Nu de wereld een nieuw tijdperk ingaat, hangt Europa’s weg voorwaarts wellicht af van de mate waarin het sterkere partnerschappen met het Zuiden smeedt en het socialisme omarmt. Brett Christophers bespreekt de staat van het westerse kapitalisme, het verval van het neoliberalisme en de opkomst van China als een belangrijke wereldmacht.

U stelt dat er zich in de afgelopen decennia een vorm van “rentenierskapitalisme” heeft ontwikkeld. Wat bedoelt u daarmee?
Ik gebruik “rentenierskapitalisme” om een vorm van kapitalisme te beschrijven die met name wordt gevormd en gedomineerd door rente en renteniers, waarbij inkomens voornamelijk de vorm aannemen van rente en waarbij renteniersbelangen bijzonder machtig zijn geworden.
Als ik het over “rente” heb, bedoel ik een soort inkomen dat niet voortkomt uit het produceren van iets, maar uit het bezitten of controleren van een schaars economisch goed. Als je bijvoorbeeld eigenaar bent van een deel van een regionaal energienetwerk dat anderen moeten gebruiken, kun je een vergoeding vragen voor de toegang ertoe. Rente is inkomen dat wordt gegenereerd door simpelweg infrastructuur te bezitten.
Hetzelfde geldt voor digitale platforms. Als je een digitaal platform beheert waartoe anderen toegang moeten hebben om deel te nemen aan bepaalde economische uitwisselingen – denk bijvoorbeeld aan Airbnb – verdien je inkomsten uit elke transactie die daar plaatsvindt. Een rentenier is eenvoudigweg een economische actor wiens inkomen voornamelijk, of volledig, afkomstig is van rentewinning.
Waarom hebt u het Verenigd Koninkrijk uitgekozen om dit fenomeen te bestuderen?

Het Verenigd Koninkrijk is naar mijn mening een schoolvoorbeeld van deze transformatie. Sinds de jaren 1980 is de Britse economie geëvolueerd tot wat je een typisch rentenierskapitalistisch systeem zou kunnen noemen. In de afgelopen drie tot vier decennia zijn renteniers en inkomstenstromen uit rente daar steeds dominanter geworden.
Wanneer je een politiek en economisch systeem bouwt dat renteniersbelangen bevoordeelt, ontmoedig je actief echte innovatie.
Mijn analyse richt zich op het Verenigd Koninkrijk, maar veel van de dynamieken die ik beschrijf – de groeiende macht van de renteniersbelangen en de groeiende rol van rente – zijn in meer of mindere mate ook zichtbaar in andere landen.
Wat zijn de belangrijkste gevolgen van het rentenierskapitalisme?
Het eerste en meest fundamentele gevolg is stagnatie. Omdat het rentenierskapitalisme gebaseerd is op monopoliecontrole over activa, heeft het de neiging om een stagnerende economie te creëren. Dit is overduidelijk in het Verenigd Koninkrijk, waar de productiviteit en innovatie sterk zijn gedaald en de algehele economische groei de afgelopen decennia dramatisch is vertraagd.

## Gegevensrijen
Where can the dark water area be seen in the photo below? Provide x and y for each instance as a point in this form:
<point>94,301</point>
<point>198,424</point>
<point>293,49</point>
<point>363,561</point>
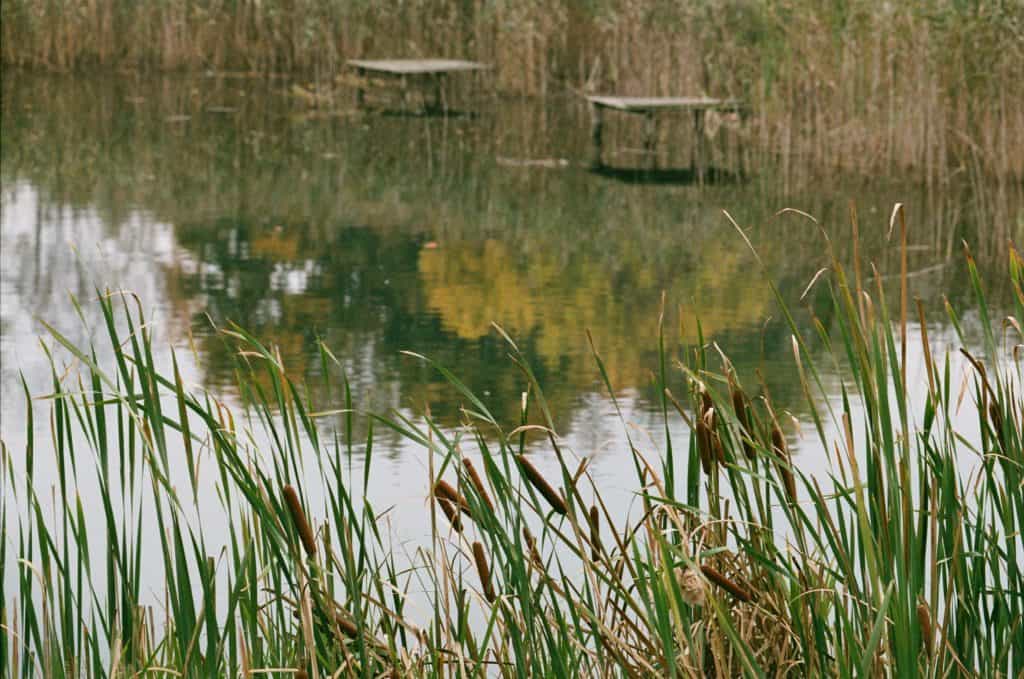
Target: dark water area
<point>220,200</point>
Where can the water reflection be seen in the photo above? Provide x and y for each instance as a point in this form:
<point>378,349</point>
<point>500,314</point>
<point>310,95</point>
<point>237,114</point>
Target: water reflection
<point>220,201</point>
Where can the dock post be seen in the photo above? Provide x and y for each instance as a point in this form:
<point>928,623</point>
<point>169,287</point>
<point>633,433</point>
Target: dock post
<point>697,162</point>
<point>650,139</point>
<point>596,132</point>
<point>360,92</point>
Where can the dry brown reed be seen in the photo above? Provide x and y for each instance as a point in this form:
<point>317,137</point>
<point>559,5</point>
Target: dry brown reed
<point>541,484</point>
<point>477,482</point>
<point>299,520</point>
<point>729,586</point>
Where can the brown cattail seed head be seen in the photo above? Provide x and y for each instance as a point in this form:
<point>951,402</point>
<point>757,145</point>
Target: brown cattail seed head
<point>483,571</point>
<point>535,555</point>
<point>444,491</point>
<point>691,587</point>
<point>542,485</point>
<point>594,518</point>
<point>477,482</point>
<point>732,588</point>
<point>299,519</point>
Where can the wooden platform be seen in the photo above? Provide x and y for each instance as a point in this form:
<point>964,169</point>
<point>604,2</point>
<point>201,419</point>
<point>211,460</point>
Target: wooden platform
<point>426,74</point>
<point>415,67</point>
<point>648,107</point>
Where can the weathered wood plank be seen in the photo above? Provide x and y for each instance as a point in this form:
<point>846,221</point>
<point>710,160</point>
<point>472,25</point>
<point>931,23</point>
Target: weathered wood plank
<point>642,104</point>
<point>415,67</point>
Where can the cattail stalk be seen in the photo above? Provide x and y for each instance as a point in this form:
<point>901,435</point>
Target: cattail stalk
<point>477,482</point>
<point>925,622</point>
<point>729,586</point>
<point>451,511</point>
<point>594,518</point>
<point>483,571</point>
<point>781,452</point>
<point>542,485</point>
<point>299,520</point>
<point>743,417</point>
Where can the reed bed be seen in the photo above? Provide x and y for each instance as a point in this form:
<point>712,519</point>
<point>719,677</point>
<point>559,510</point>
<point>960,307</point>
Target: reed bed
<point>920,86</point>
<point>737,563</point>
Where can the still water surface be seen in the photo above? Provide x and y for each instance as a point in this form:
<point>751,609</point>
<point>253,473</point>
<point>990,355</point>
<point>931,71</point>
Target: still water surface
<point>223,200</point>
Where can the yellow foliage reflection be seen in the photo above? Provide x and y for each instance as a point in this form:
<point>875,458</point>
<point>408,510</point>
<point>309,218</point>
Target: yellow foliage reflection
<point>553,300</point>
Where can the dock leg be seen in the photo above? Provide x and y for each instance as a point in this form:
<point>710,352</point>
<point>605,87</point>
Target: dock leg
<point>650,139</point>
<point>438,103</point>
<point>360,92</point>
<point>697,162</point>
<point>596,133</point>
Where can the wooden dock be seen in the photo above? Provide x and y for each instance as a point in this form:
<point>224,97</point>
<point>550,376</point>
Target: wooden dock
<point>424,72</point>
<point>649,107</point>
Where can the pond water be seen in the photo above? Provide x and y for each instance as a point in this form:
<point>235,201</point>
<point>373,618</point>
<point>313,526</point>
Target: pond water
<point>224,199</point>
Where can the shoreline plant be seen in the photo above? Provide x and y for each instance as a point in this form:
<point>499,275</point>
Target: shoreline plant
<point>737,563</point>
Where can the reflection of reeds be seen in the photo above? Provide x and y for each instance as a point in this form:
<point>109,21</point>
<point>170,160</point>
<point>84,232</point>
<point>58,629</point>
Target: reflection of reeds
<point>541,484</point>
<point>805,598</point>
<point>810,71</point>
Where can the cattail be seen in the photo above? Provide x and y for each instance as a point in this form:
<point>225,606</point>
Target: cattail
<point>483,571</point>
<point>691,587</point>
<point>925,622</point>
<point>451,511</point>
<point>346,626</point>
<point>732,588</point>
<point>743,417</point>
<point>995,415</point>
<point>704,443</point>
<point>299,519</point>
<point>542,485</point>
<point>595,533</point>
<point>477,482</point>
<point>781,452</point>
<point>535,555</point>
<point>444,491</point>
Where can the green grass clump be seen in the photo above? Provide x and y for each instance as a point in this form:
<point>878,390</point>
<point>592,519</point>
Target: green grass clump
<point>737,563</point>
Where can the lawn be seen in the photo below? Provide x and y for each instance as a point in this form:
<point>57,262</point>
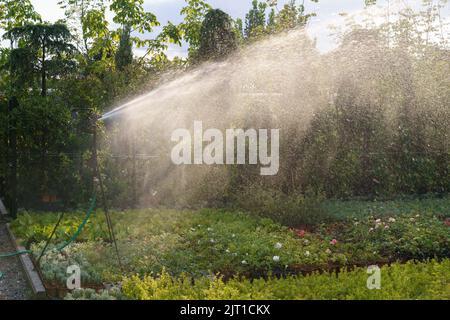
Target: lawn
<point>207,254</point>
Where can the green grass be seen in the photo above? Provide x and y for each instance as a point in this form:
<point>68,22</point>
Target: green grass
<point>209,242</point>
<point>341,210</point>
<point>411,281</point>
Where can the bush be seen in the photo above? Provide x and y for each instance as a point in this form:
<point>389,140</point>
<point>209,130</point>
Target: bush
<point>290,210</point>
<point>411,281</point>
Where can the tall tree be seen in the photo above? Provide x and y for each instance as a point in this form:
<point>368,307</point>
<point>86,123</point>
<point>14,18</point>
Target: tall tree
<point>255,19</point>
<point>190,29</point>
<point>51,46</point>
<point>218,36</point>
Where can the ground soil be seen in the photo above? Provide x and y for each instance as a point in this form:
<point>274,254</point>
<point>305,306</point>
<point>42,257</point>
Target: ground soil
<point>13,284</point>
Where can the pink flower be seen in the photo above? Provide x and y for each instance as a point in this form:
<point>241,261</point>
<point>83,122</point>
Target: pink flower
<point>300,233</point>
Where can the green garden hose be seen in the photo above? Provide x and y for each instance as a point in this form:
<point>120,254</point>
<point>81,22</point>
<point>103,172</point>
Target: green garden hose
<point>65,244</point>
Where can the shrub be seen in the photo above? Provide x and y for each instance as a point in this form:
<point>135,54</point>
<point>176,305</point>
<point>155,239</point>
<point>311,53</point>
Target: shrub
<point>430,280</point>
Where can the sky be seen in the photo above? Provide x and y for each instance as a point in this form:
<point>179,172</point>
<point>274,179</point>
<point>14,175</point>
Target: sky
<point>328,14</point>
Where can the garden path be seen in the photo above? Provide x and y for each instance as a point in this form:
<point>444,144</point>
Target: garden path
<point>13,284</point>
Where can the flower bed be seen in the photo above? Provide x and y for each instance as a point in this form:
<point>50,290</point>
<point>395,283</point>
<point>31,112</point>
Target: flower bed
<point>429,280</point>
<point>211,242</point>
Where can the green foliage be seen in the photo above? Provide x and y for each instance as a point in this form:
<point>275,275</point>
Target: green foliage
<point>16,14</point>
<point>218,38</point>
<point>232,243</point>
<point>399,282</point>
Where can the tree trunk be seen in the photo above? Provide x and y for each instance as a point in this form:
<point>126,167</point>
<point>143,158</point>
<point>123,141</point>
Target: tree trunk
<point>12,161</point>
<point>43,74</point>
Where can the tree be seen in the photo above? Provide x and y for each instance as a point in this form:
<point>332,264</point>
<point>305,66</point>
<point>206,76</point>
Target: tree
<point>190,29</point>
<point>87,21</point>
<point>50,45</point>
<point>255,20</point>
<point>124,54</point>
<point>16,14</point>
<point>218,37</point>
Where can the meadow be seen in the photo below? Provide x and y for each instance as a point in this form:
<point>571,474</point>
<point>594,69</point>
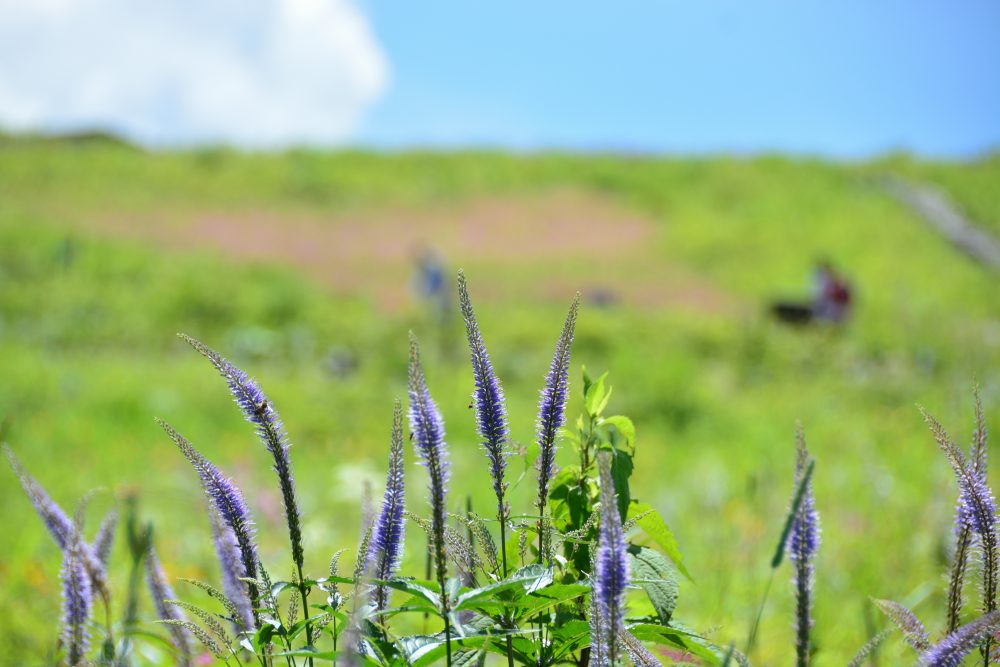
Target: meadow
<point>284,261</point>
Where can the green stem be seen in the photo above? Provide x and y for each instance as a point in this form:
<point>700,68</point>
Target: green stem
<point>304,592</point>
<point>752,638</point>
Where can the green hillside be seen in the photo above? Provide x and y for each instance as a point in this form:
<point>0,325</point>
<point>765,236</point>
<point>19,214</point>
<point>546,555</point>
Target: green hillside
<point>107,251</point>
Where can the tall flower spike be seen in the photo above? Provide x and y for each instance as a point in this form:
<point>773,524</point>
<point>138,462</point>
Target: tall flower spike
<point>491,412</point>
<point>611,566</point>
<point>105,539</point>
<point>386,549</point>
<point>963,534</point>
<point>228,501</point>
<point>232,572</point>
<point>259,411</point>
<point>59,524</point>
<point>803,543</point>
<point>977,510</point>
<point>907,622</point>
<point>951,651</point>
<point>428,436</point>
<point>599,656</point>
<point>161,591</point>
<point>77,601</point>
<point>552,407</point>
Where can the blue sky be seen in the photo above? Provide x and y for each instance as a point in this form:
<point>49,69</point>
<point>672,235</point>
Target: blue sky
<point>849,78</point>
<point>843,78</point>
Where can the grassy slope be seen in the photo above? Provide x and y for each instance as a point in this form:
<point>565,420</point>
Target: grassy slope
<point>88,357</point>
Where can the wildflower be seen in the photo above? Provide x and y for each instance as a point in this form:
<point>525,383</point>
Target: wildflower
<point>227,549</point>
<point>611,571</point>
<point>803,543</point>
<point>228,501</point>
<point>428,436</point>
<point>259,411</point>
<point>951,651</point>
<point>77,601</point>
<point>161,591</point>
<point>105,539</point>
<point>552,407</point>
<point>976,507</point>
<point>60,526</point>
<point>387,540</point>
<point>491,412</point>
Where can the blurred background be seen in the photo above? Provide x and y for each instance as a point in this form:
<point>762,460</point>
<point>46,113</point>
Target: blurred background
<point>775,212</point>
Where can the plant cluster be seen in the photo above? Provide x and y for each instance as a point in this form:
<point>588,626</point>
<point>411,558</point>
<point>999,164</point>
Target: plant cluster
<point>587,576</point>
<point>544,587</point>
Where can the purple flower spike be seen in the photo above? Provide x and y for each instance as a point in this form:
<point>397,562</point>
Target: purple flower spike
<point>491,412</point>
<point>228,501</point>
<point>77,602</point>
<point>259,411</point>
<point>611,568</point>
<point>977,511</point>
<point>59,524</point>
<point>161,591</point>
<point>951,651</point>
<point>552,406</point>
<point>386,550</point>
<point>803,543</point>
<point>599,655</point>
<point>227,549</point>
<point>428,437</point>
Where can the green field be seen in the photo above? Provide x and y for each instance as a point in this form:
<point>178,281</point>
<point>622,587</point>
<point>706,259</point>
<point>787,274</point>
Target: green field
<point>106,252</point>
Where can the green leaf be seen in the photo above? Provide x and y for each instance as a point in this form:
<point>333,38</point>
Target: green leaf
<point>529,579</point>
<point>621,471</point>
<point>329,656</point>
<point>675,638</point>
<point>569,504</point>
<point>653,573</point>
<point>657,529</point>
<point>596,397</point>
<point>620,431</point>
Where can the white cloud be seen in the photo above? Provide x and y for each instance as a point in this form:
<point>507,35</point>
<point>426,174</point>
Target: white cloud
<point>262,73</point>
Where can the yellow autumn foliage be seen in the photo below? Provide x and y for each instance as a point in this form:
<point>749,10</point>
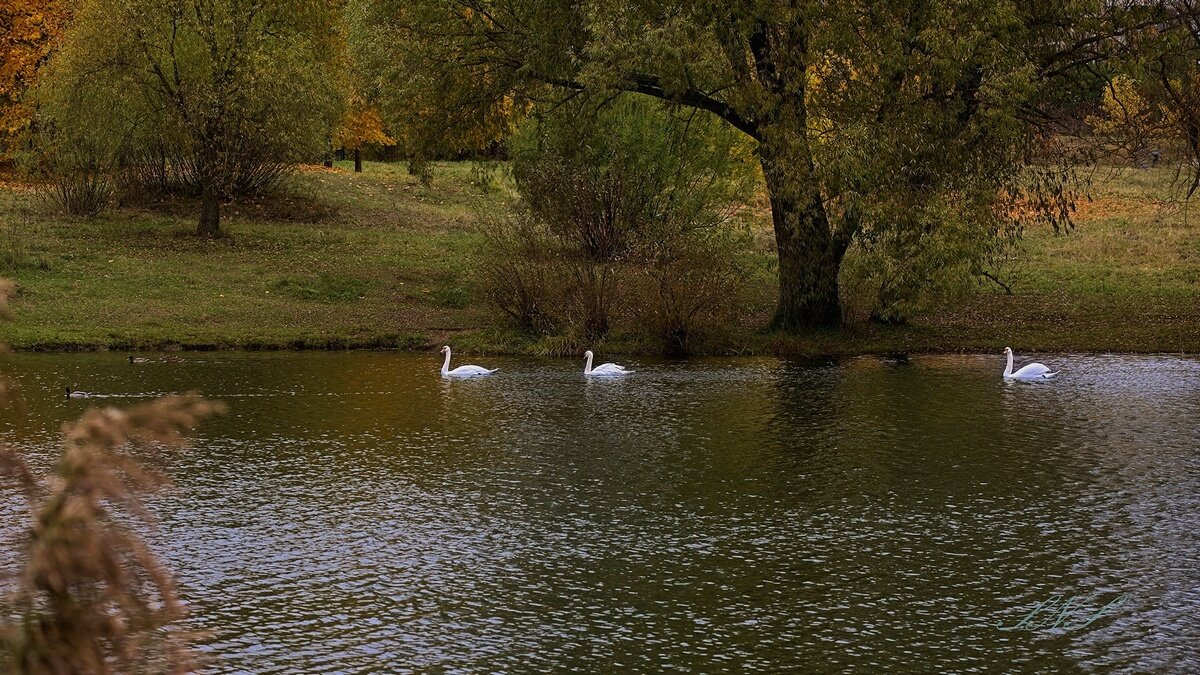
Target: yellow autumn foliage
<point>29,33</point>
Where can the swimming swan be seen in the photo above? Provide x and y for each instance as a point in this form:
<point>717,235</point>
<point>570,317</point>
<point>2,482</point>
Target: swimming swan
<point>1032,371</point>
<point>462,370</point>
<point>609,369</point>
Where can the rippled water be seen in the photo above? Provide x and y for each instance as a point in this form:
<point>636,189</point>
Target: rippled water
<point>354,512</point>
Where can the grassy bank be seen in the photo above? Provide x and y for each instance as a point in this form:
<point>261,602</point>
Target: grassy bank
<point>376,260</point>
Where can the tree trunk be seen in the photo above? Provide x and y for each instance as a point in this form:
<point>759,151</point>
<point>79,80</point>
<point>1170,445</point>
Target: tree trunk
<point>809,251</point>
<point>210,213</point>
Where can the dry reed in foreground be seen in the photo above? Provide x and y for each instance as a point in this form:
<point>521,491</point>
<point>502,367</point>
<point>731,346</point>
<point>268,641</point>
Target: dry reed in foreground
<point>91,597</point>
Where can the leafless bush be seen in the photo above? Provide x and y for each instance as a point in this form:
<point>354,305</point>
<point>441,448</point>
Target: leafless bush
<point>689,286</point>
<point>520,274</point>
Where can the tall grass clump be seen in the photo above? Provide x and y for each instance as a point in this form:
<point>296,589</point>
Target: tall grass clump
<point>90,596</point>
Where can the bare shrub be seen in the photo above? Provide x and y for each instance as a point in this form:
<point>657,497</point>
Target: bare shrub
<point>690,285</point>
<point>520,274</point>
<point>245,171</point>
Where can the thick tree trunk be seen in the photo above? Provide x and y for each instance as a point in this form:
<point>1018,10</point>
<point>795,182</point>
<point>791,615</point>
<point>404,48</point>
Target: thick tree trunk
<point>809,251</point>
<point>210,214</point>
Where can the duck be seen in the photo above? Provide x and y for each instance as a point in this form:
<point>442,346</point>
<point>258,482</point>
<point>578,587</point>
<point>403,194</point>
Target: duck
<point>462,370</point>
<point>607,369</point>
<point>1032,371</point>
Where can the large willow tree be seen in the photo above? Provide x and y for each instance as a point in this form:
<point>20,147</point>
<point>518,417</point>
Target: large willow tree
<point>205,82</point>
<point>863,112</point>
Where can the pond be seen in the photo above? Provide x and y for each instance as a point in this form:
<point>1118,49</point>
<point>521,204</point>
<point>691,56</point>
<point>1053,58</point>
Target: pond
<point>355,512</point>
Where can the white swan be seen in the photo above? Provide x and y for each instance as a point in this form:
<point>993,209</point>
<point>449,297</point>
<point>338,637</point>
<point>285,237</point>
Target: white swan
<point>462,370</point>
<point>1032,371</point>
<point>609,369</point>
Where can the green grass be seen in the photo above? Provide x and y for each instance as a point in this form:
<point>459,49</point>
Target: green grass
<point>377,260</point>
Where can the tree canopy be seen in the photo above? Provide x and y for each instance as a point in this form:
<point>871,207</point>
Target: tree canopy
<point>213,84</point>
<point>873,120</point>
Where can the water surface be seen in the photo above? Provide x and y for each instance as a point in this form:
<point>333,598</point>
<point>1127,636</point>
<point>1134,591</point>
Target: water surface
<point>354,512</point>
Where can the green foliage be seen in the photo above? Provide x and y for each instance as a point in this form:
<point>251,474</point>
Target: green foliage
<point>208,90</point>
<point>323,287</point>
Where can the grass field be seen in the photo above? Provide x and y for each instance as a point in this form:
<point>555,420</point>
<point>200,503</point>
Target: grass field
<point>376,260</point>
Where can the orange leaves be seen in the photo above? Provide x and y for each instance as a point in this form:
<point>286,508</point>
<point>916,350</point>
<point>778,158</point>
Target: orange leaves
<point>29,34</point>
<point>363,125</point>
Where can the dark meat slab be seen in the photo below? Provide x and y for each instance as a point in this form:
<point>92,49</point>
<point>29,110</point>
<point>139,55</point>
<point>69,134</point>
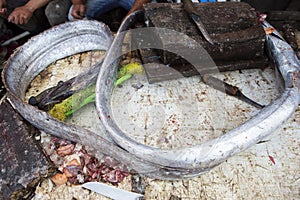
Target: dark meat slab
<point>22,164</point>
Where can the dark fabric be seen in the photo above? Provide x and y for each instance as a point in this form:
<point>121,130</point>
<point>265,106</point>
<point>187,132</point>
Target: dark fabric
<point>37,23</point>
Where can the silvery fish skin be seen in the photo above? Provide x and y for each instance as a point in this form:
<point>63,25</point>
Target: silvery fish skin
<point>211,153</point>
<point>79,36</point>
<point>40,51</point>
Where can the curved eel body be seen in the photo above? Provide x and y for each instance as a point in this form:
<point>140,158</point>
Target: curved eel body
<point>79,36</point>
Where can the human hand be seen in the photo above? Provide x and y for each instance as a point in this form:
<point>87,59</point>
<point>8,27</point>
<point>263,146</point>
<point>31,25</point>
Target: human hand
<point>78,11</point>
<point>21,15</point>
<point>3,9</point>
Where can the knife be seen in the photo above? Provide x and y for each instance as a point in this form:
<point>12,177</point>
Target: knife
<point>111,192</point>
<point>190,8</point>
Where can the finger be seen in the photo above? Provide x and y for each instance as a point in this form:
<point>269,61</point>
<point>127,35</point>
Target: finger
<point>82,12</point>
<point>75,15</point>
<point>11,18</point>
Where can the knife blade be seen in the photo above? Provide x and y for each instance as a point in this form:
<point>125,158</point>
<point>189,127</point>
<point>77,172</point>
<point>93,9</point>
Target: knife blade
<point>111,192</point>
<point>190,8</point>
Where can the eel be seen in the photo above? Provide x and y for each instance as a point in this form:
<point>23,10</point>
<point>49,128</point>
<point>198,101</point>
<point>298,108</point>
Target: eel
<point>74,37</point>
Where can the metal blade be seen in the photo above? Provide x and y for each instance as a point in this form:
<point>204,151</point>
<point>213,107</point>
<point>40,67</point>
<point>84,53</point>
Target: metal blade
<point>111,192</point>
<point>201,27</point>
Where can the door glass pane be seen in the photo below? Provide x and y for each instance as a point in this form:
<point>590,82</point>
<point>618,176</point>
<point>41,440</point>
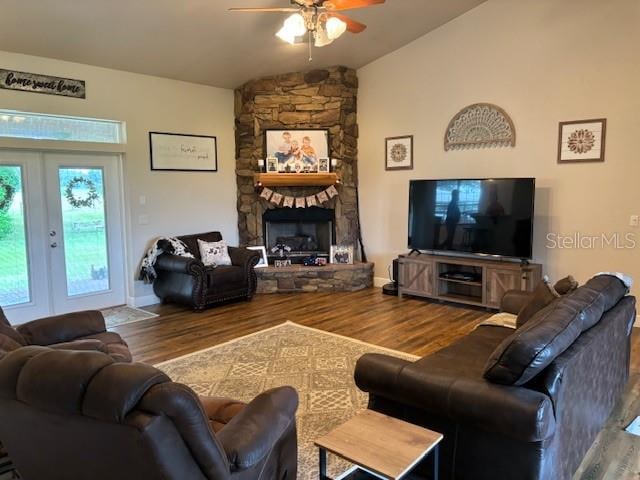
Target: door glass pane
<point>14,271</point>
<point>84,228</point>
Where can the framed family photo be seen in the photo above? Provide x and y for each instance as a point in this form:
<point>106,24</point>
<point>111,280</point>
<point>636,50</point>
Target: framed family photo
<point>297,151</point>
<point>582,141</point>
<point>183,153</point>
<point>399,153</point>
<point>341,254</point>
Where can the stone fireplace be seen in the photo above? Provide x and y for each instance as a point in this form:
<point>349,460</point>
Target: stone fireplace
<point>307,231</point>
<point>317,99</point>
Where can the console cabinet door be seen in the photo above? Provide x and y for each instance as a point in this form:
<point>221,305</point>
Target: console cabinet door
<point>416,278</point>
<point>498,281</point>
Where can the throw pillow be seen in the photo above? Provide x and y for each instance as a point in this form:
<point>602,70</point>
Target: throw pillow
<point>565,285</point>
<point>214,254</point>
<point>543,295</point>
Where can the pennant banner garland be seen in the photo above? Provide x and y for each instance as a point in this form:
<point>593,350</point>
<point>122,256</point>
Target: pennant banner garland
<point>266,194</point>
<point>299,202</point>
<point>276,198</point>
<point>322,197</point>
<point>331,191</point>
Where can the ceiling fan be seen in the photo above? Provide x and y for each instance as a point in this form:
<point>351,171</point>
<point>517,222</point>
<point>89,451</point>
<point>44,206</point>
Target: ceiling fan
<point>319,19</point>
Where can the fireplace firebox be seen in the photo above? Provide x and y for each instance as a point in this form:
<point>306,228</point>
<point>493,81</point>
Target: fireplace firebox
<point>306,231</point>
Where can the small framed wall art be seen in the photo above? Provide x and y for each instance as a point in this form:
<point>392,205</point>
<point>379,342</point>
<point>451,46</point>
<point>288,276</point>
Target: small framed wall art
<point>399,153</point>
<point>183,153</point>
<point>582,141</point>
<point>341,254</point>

## Opdrachten
[A] Wijzig in de tekst over het rentenierskapitalisme "schoolvoorbeeld" in "voorbeeld bij uitstek" en geef het gedeelte tussen "Waarom hebt u" en "van het rentenierskapitalisme?", beide inbegrepen, met die wijziging weer.
[B] Herhaal uit de vermeldingen letterlijk de regels tussen de regel met "Where can the pennant" en de regel met "<point>331,191</point>", beide inbegrepen.

## Uitgewerkte antwoorden
[A]
Waarom hebt u het Verenigd Koninkrijk uitgekozen om dit fenomeen te bestuderen?

Het Verenigd Koninkrijk is naar mijn mening een voorbeeld bij uitstek van deze transformatie. Sinds de jaren 1980 is de Britse economie geëvolueerd tot wat je een typisch rentenierskapitalistisch systeem zou kunnen noemen. In de afgelopen drie tot vier decennia zijn renteniers en inkomstenstromen uit rente daar steeds dominanter geworden.
Wanneer je een politiek en economisch systeem bouwt dat renteniersbelangen bevoordeelt, ontmoedig je actief echte innovatie.
Mijn analyse richt zich op het Verenigd Koninkrijk, maar veel van de dynamieken die ik beschrijf – de groeiende macht van de renteniersbelangen en de groeiende rol van rente – zijn in meer of mindere mate ook zichtbaar in andere landen.
Wat zijn de belangrijkste gevolgen van het rentenierskapitalisme?

[B]
Where can the pennant banner garland be seen in the photo above? Provide x and y for each instance as a point in this form:
<point>593,350</point>
<point>122,256</point>
Target: pennant banner garland
<point>266,194</point>
<point>299,202</point>
<point>276,198</point>
<point>322,197</point>
<point>331,191</point>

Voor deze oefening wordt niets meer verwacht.